→ Assigned task
The entries below should be quoted exactly, with no pictures carried over.

___ Given records ___

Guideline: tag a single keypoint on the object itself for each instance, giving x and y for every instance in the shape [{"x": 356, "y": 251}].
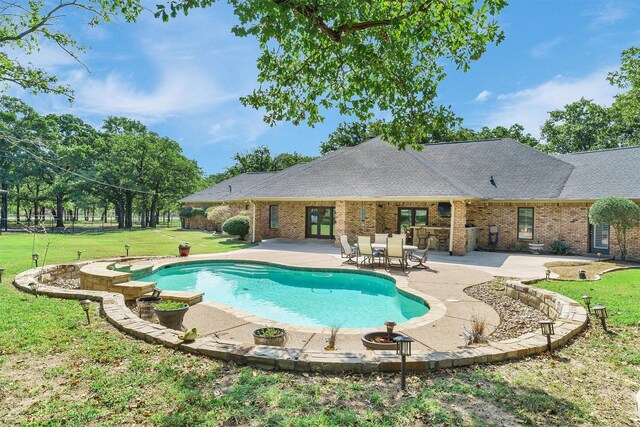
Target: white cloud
[
  {"x": 483, "y": 96},
  {"x": 608, "y": 13},
  {"x": 177, "y": 90},
  {"x": 244, "y": 128},
  {"x": 530, "y": 106},
  {"x": 543, "y": 49}
]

___

→ Solution to the problem
Guideline: tag a single keypoint on the object itself for each instance, giving x and y for every instance in the shape [{"x": 356, "y": 251}].
Target: white cloud
[
  {"x": 483, "y": 96},
  {"x": 608, "y": 13},
  {"x": 177, "y": 90},
  {"x": 244, "y": 128},
  {"x": 530, "y": 106},
  {"x": 543, "y": 49}
]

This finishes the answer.